EXTRACT TO READ –
=-=-=-=-=

The following cell is an example of trainig for support vector calssifier. At first, "Classifier_hypertuning" is called. Then the "best" parameters are caclulated (model.SVM_hyperparameter_tuning(x,y1)). By running model_tune.LOOV(x,y1), the training and test data sets are generated. The classifer is trained by calling the  Classifier_training class

In [None]:
model_tune =  Classifier_hypertuning(min_samples_split,min_samples_leaf,bootstrap,start_tree,stop_tree,num_tree,min_depth,max_depth,num_depth,n_iter,cv,norm_condition, list_C, list_gamma)
best_parameter_svm = model.SVM_hyperparameter_tuning(x,y1)
train_, test_ ,Y_train, Y_test = model_tune.LOOV(x,y1)

=-=-=-=-=

PROBLEMS TO SOLVE –
1) Answer these questions about the support vector classifier training example:
(a) Which class is called first?
(b) Which call generates the training and test data sets?
(c) Which class is called to train the classifier?
2) Write the code that comes next in the support vector classifier training example, starting after its last line.

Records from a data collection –
=-=-=-=-=

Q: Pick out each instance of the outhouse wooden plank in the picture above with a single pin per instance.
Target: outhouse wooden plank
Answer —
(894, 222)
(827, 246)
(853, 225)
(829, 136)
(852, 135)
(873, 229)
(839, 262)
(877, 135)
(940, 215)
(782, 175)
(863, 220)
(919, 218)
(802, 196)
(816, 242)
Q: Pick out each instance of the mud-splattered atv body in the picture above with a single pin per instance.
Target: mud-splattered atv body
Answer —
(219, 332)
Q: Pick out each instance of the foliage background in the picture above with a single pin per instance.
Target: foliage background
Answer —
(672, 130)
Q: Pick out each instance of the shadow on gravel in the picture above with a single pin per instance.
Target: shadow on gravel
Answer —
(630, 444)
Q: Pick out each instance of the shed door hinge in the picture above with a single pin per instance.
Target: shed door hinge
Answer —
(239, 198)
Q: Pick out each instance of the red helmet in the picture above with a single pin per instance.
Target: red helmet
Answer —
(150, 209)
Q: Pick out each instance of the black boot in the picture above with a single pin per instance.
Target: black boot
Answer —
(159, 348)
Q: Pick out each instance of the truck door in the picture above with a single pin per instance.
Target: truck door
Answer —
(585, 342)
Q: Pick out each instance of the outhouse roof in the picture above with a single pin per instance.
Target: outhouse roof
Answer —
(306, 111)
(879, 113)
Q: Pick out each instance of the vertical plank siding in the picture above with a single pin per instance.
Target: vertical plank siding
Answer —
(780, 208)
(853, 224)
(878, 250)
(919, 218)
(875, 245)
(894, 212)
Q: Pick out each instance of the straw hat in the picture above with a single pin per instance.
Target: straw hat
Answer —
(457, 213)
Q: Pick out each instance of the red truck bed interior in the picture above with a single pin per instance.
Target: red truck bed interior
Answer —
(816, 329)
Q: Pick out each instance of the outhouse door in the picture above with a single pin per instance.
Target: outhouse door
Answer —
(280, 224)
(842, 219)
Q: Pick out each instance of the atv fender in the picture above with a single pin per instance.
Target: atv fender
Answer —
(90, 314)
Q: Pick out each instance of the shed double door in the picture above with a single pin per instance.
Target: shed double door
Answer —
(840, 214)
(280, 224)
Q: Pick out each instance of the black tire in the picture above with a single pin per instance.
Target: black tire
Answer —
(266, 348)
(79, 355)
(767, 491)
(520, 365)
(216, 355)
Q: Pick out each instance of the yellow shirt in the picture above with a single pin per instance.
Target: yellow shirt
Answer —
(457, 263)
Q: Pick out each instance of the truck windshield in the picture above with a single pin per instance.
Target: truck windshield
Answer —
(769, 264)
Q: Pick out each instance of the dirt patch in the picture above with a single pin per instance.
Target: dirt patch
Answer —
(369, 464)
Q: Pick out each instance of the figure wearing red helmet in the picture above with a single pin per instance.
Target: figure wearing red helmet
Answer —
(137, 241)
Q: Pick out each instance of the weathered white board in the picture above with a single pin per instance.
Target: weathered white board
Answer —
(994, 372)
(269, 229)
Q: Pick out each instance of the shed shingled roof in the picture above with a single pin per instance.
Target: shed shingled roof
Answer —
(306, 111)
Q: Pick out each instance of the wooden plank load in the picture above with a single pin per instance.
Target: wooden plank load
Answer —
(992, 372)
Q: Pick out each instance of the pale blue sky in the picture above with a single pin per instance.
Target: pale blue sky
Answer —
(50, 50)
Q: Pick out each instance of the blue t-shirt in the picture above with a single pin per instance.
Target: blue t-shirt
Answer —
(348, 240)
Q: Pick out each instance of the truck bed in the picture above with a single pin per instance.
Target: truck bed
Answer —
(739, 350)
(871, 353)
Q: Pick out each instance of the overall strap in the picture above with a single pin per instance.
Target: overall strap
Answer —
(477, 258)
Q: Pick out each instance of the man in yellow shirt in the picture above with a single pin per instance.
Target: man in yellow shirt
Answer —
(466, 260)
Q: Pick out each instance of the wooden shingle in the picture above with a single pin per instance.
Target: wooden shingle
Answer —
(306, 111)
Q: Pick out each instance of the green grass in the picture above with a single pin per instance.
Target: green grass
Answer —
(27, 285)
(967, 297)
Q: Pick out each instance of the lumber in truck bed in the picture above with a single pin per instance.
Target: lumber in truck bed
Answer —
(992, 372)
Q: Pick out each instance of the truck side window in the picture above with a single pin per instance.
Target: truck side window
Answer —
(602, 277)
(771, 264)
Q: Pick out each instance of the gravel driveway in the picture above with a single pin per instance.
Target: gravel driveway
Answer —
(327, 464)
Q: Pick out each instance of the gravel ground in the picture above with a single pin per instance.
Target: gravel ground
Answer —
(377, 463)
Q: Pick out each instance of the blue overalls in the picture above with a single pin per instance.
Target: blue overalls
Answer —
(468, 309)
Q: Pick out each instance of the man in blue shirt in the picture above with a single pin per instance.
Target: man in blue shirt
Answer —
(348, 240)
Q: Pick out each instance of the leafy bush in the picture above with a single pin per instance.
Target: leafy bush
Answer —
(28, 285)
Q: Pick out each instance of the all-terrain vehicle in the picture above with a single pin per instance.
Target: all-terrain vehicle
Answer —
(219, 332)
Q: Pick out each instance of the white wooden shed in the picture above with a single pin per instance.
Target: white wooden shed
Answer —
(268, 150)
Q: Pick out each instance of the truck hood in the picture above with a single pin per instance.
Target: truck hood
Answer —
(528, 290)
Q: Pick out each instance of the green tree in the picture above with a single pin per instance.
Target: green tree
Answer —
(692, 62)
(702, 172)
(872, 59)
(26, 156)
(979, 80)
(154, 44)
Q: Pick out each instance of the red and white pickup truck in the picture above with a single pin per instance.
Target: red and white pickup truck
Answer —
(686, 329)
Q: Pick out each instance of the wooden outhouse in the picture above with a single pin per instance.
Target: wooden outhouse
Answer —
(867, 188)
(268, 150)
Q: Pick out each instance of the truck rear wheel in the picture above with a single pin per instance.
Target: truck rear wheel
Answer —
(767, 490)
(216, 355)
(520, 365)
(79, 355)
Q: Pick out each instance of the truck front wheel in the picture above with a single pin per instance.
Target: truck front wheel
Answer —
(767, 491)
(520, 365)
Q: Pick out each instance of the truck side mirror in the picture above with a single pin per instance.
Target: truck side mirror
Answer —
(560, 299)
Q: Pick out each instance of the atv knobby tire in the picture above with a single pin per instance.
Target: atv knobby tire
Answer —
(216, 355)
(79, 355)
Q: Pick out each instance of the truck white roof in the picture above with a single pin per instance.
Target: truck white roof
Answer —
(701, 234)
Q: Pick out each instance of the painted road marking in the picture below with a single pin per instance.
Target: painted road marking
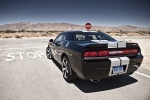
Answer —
(23, 48)
(142, 74)
(35, 54)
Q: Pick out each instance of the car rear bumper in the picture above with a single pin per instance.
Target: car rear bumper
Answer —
(102, 68)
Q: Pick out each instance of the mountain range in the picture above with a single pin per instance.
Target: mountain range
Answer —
(28, 26)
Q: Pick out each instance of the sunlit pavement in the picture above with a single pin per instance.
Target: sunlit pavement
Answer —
(26, 74)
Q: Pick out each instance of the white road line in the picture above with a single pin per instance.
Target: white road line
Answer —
(23, 48)
(142, 74)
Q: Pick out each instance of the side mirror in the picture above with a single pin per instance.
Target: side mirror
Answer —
(58, 43)
(51, 40)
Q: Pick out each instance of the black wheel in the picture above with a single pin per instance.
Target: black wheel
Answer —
(68, 74)
(49, 53)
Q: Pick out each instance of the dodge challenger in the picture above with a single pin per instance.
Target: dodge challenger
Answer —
(91, 55)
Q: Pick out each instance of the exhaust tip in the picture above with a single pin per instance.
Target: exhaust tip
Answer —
(95, 80)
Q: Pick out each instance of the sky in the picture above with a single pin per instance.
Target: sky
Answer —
(97, 12)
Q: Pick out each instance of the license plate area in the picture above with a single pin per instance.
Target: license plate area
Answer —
(117, 69)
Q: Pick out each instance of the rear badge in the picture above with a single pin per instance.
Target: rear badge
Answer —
(67, 44)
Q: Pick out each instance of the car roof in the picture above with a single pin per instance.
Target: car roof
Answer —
(77, 31)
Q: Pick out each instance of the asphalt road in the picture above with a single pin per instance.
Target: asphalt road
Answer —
(26, 74)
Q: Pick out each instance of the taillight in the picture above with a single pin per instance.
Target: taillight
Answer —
(110, 52)
(130, 51)
(90, 54)
(103, 53)
(135, 51)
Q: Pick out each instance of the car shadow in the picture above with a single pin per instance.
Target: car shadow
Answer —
(87, 86)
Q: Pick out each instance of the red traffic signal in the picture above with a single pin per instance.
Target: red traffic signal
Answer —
(88, 26)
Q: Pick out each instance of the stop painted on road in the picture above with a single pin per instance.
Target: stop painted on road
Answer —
(35, 54)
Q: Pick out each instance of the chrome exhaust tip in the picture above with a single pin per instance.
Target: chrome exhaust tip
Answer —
(95, 80)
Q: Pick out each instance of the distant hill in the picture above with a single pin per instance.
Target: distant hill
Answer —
(27, 26)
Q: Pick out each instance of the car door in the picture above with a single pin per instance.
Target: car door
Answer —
(57, 43)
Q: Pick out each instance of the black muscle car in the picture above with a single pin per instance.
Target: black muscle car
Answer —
(93, 55)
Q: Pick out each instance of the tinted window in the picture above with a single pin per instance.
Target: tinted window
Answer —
(58, 38)
(69, 36)
(87, 36)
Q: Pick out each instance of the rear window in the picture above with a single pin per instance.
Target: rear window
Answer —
(88, 36)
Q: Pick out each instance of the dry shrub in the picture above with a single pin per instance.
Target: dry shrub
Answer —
(7, 36)
(19, 36)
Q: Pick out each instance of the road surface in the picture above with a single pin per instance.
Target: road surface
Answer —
(26, 74)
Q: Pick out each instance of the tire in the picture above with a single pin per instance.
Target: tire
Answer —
(49, 53)
(67, 72)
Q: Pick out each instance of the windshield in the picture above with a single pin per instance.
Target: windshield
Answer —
(88, 36)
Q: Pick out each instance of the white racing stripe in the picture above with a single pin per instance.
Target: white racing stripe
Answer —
(121, 44)
(112, 44)
(23, 48)
(124, 60)
(142, 74)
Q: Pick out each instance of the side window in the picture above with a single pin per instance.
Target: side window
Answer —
(58, 38)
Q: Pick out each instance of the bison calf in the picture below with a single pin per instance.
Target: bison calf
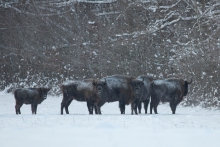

=-=-=-=-=

RESULTS FOR EACH TASK –
1)
(a) Classifier_hypertuning
(b) model_tune.LOOV(x,y1)
(c) Classifier_training

2)
model_tune =  Classifier_training(best_parameter_svm, 'svc', 500)
result = model_tune.train_model(train_, test_ ,Y_train, Y_test)

# Evaluation 


In [None]:
from sklearn.metrics import accuracy_score
print("The accuracy of classifier is:", np.round(accuracy_score(y1, result),2))

from sklearn.metrics import classification_report

target_names = ['N', 'FC', 'FW', 'RC','RW','LC','LW']
print(classification_report(y1, result, target_names=target_names))